I absolutely love Bernie Sanders. I love his passion, his sincerity, his integrity. I love the crowds that come to Sanders’ rallies. I love the story; the 74-year old socialist fighting for ordinary Americans. I love his low-tech, low-money, high energy campaign, and I especially love the way he engages with young voters. I love his idealism. And I love, above all, his vision for America.
And I’m voting for Hillary Clinton in this campaign. Enthusiastically.
Start here. Here are his issues, his vision for America, taken straight from his website. He wants universal health care for all Americans. He wants free college tuition for everyone who wants one. He wants a higher minimum wage. He wants higher wages generally for the middle class, and he wants higher taxes on the super-wealthy. He wants to over see a reduction in the power of corporations. An expanded social safety net, with mandatory paid maternity leave. A fairer, more equitable society, a society in which prosperity is widely shared.
I don’t see any of that as remotely implausible. In fact, if we’re genuinely progressive in our political views, something akin to Bernie’s vision is what we should all be aiming for. I know Republicans have been shocked and appalled and horrified at the thought that Bernie Sanders–a socialist, a socialist!–is doing so well on the Democratic side. Who cares? It’s a good vision, a workable vision.
What Sanders is calling for is more or less for the economic realities that prevail in other countries in the world. Which means, essentially, all the countries in the world where you wouldn’t mind living. Think about it. If through some appalling exigency you, or a family member, or a friend, had to move to Somalia, say, or Libya, or Syria, or the Congo, you’d be frightened for them. You’d worry. Whereas, if your friend or family member were to move to Canada, or Austria, or Norway, or Denmark, or Sweden, or Germany, France, Belgium, Australia, New Zealand, Japan, Iceland, the United Kingdom, Finland, Luxembourg, Lichtenstein, Switzerland, you’d be fine with it. You’d think: ‘how cool.’ China? Sure. South Korea? You bet. Brazil, Argentina, Mexico? Absolutely. Russia? Sign me up. There are failed states in the world, places that aren’t safe to live. But most countries in the world are doing well enough. And many many nations of the world are closer to Bernie Sanders’ vision for America than they are to American realities. In a very real sense, we’re the outliers.

> DIRECTIVE 1: Pull out every line of the rows below that contains the string "dress".

[A block of data]
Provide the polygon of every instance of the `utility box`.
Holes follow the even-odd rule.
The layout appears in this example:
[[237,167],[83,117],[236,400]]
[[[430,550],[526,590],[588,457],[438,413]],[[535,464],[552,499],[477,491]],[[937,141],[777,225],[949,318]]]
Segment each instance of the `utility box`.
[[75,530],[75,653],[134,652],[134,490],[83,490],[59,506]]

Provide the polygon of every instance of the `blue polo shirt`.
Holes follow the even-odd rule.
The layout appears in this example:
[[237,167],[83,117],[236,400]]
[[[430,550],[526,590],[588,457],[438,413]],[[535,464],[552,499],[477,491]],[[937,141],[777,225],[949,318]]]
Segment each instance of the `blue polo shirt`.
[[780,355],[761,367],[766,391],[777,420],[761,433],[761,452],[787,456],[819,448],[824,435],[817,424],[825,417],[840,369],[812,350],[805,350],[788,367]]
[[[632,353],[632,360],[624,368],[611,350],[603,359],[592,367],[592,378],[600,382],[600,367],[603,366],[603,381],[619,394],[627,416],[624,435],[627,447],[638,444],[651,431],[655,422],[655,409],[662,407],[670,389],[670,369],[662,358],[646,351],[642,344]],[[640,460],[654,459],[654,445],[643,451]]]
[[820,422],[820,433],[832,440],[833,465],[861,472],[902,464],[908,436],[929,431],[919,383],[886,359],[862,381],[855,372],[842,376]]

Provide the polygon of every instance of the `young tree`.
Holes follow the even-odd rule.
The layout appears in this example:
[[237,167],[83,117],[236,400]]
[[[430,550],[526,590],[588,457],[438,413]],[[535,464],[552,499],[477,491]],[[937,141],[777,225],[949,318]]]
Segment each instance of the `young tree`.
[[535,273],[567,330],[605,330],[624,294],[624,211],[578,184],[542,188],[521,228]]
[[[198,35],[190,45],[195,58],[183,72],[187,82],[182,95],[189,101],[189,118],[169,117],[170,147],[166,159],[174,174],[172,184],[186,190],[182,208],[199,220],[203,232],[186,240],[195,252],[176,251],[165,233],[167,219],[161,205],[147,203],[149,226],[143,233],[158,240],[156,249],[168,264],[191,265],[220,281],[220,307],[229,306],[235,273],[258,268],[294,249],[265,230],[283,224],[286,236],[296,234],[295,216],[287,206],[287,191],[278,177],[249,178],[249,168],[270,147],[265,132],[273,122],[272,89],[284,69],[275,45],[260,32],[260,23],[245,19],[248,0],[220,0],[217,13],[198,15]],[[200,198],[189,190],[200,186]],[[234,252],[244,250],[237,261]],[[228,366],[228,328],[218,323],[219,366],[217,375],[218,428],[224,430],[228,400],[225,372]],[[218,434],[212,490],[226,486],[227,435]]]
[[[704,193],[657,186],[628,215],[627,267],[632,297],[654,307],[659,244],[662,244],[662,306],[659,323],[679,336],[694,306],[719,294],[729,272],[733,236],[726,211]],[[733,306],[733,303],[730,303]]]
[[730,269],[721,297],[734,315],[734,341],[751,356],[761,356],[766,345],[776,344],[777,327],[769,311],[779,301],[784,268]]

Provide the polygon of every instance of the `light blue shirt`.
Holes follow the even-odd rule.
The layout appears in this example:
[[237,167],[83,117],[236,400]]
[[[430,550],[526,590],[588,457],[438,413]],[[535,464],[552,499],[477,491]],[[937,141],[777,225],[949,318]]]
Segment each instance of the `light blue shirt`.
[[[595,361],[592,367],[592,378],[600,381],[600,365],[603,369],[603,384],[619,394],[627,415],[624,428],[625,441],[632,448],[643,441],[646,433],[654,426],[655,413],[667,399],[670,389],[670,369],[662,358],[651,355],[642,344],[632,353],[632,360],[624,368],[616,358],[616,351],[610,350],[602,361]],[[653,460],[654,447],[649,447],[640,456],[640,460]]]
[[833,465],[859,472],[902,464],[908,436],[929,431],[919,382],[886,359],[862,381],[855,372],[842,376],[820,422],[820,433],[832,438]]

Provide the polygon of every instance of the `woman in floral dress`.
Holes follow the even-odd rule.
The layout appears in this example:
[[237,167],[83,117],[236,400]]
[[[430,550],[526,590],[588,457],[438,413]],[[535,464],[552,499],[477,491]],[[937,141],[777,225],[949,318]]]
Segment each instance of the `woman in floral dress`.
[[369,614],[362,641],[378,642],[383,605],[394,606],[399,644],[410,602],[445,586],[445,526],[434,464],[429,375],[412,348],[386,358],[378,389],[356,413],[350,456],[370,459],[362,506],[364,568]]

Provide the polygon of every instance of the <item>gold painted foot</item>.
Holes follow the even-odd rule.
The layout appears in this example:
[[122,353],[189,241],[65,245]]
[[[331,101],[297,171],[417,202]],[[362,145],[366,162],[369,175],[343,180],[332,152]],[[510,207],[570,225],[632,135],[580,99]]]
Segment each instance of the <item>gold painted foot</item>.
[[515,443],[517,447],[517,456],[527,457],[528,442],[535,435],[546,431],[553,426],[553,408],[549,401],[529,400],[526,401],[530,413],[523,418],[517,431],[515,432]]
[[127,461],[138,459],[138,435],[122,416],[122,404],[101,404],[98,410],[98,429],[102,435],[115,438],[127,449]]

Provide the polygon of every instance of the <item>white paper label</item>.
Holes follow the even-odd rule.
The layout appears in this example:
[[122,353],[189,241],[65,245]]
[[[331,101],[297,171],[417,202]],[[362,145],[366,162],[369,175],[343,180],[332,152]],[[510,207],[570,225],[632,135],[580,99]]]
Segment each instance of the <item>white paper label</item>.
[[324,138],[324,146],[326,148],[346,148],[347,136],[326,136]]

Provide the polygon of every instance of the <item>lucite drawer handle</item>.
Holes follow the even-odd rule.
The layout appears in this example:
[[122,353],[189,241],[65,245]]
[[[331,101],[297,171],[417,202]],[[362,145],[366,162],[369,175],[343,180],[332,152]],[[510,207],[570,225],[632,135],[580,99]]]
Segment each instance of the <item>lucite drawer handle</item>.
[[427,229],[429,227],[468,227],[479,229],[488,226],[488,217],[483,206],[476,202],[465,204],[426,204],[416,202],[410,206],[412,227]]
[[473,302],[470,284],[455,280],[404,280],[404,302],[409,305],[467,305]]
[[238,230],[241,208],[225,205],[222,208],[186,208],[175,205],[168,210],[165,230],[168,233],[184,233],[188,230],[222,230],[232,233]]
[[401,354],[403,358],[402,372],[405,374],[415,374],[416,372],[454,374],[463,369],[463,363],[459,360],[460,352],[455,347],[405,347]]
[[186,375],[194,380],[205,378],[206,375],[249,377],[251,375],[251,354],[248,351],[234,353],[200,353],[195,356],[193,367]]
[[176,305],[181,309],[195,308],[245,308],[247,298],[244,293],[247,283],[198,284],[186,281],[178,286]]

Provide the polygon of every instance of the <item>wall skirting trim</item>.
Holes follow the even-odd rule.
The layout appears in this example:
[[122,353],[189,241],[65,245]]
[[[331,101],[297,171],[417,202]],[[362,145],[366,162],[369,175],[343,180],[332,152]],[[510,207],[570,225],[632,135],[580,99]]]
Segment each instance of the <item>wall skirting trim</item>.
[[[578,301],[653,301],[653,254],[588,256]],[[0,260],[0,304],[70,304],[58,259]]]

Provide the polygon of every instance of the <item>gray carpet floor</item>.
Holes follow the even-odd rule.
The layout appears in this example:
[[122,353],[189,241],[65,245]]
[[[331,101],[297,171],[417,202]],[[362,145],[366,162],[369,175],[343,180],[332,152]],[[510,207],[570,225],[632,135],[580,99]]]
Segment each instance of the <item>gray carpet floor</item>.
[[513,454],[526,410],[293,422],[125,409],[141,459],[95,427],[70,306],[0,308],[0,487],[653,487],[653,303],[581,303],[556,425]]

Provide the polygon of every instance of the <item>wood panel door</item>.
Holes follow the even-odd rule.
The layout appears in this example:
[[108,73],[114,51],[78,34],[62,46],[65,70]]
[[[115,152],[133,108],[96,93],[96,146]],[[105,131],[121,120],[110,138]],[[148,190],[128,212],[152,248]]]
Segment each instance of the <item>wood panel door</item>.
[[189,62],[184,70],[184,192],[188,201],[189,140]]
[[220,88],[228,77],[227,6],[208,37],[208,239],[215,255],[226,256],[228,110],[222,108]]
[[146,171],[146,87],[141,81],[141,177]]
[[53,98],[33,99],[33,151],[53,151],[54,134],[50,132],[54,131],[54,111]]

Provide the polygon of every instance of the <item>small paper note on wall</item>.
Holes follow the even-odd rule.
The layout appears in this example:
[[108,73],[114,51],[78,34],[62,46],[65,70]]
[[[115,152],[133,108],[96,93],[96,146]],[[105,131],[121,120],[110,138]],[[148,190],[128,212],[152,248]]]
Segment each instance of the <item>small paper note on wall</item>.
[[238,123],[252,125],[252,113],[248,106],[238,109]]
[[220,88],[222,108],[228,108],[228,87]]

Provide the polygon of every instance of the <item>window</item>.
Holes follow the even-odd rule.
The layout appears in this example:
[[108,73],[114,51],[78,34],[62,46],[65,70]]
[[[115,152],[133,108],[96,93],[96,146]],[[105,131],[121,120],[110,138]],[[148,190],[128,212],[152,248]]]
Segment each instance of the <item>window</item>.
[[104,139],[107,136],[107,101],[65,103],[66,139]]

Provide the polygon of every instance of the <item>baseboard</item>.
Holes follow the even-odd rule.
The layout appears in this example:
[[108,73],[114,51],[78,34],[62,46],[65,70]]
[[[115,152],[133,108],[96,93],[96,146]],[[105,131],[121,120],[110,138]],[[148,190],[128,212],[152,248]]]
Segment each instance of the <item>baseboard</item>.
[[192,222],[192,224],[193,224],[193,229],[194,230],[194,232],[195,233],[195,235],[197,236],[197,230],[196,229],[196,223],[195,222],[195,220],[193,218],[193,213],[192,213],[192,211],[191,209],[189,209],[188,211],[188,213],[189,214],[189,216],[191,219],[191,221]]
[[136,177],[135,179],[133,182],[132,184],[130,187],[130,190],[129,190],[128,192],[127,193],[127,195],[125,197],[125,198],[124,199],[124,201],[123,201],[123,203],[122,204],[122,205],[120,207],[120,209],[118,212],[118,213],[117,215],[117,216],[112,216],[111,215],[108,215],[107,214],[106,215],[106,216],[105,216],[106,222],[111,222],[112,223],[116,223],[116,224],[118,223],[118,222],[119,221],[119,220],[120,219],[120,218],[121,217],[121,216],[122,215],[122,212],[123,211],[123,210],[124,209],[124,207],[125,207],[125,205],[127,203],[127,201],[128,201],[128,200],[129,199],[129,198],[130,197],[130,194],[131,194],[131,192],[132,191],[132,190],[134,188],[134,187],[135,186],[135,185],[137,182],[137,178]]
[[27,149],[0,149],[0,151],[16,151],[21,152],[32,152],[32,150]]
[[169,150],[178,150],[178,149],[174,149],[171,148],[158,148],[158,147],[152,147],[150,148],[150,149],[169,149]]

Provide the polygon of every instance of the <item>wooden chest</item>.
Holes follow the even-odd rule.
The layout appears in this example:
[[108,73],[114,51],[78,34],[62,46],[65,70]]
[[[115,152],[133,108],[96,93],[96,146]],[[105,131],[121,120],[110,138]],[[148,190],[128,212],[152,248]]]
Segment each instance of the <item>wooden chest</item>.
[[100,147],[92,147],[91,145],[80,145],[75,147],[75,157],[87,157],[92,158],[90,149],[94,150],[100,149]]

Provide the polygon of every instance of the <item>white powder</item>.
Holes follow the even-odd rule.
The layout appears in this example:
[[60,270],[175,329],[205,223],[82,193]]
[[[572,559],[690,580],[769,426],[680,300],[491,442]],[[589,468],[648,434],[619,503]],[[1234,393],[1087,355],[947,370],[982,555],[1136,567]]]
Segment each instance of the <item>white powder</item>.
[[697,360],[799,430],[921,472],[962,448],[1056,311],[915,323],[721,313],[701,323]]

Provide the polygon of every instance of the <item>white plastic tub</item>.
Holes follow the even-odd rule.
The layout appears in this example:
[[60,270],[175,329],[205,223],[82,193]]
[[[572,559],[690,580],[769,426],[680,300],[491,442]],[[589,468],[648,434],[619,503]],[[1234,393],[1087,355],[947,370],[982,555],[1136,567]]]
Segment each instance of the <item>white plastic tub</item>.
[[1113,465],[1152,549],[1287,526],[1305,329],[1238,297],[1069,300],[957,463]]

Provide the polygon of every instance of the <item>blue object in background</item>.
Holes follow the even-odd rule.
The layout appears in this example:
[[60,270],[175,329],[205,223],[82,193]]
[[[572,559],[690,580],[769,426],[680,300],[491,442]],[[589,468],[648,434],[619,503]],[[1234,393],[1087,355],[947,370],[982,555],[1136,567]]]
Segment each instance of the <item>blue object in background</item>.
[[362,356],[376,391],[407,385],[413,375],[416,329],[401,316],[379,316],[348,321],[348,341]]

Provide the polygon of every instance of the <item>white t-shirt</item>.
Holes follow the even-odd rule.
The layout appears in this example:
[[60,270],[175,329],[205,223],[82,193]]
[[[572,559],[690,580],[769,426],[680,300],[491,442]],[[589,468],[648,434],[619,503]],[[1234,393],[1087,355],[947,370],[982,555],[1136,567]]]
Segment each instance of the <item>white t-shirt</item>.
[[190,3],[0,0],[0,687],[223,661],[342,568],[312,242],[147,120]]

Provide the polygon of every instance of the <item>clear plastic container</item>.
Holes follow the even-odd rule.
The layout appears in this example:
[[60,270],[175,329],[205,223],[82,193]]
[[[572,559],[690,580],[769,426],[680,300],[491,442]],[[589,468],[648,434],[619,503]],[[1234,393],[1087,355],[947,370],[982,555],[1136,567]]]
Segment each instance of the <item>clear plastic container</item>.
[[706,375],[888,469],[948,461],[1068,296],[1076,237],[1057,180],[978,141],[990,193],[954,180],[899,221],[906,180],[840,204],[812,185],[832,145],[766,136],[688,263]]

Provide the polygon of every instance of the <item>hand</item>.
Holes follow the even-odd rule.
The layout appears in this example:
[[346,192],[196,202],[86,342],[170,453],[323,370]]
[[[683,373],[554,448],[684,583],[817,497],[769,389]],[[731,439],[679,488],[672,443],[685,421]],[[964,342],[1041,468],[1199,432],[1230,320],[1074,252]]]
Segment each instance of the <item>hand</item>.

> DIRECTIVE 2: From the essay on Bernie Sanders above, extract the passage that begins at "I absolutely love" and stops after "this campaign. Enthusiastically.".

> COMPLETE ANSWER 1:
Provide the polygon of every instance of the `woman in floral dress`.
Segment each instance of the `woman in floral dress`.

> COMPLETE ANSWER 2:
I absolutely love Bernie Sanders. I love his passion, his sincerity, his integrity. I love the crowds that come to Sanders’ rallies. I love the story; the 74-year old socialist fighting for ordinary Americans. I love his low-tech, low-money, high energy campaign, and I especially love the way he engages with young voters. I love his idealism. And I love, above all, his vision for America.
And I’m voting for Hillary Clinton in this campaign. Enthusiastically.